**TASK:** Please retype the records below exactly as they stand.

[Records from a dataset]
--------------------

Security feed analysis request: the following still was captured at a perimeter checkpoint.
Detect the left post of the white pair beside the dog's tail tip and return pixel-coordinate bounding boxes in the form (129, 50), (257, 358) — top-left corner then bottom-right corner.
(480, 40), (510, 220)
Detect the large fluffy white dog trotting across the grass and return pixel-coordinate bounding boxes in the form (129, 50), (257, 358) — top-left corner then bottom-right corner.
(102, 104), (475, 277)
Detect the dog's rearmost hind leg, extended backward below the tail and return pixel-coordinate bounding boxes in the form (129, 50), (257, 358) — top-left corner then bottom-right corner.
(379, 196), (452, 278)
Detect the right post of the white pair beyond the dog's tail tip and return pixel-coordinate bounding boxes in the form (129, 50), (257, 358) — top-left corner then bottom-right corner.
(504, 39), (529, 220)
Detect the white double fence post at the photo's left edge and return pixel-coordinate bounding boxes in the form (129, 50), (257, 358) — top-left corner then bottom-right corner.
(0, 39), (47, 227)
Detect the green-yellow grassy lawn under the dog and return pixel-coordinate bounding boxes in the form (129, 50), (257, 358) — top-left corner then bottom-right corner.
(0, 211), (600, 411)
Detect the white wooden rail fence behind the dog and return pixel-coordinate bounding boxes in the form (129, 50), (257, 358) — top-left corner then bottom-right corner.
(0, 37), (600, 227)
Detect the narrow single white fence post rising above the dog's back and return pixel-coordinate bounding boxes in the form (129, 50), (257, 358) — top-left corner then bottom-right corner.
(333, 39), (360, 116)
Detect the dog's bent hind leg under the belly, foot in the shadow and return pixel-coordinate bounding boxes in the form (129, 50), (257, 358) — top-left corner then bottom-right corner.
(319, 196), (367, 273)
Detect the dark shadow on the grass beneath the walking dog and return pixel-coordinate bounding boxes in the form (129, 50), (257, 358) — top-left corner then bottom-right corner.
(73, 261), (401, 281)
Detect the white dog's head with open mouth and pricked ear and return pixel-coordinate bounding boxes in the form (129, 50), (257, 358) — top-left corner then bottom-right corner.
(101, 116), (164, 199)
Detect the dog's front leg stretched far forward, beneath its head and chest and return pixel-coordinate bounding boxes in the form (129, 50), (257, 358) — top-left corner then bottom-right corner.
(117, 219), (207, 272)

--------------------

**PROBLEM SOLUTION:**
Security feed analysis request: the following still was captured at a perimeter checkpoint.
Detect the left post of the white pair beside the dog's tail tip and return pixel-coordinate bounding boxes in the form (129, 50), (257, 358) — top-left corner then bottom-right corner.
(480, 40), (510, 220)
Detect the large fluffy white dog trotting across the grass and return pixel-coordinate bounding boxes in the form (129, 50), (257, 358) — top-left corner then bottom-right corner.
(102, 104), (475, 277)
Detect the dog's rearmost hind leg, extended backward below the tail and return pixel-coordinate bounding boxes in the form (129, 50), (257, 358) — top-left corner then bottom-right corner.
(379, 196), (452, 278)
Detect the right post of the white pair beyond the dog's tail tip and return pixel-coordinate bounding boxes in the form (129, 50), (257, 358) — top-left corner then bottom-right corner.
(504, 39), (529, 220)
Detect the white double fence post at the photo's left edge and return pixel-coordinate bounding boxes in the form (129, 50), (257, 358) — top-left corner then bottom-right corner.
(0, 39), (47, 227)
Detect the green-yellow grassy lawn under the dog and return pixel-coordinate bounding boxes in the form (129, 50), (257, 358) — top-left corner then bottom-right corner.
(0, 211), (600, 411)
Detect the white wooden rail fence behind the dog and return pixel-coordinate bounding boxes in the form (129, 50), (257, 358) — top-left corner then bottom-right corner.
(0, 37), (600, 227)
Detect the narrow single white fence post rising above the dog's back and return pixel-coordinate bounding boxes in the form (129, 50), (257, 358) — top-left corner then bottom-right corner.
(333, 39), (360, 116)
Detect the dog's bent hind leg under the belly, foot in the shadow and return pixel-coordinate bounding boxes in the form (129, 50), (257, 358) — top-left corner then bottom-right corner.
(319, 196), (367, 273)
Detect the dark shadow on the grass beneath the walking dog and return pixel-coordinate bounding boxes in the form (129, 50), (257, 358) — top-left corner then bottom-right corner.
(73, 261), (401, 281)
Detect the white dog's head with open mouth and pricked ear and return pixel-coordinate bounding boxes in the form (129, 50), (257, 358) — top-left corner then bottom-right corner.
(101, 116), (164, 199)
Detect the dog's front leg stretched far forward, beneath its head and chest and return pixel-coordinate bounding boxes in the form (129, 50), (257, 358) — top-left corner then bottom-right corner.
(117, 219), (207, 272)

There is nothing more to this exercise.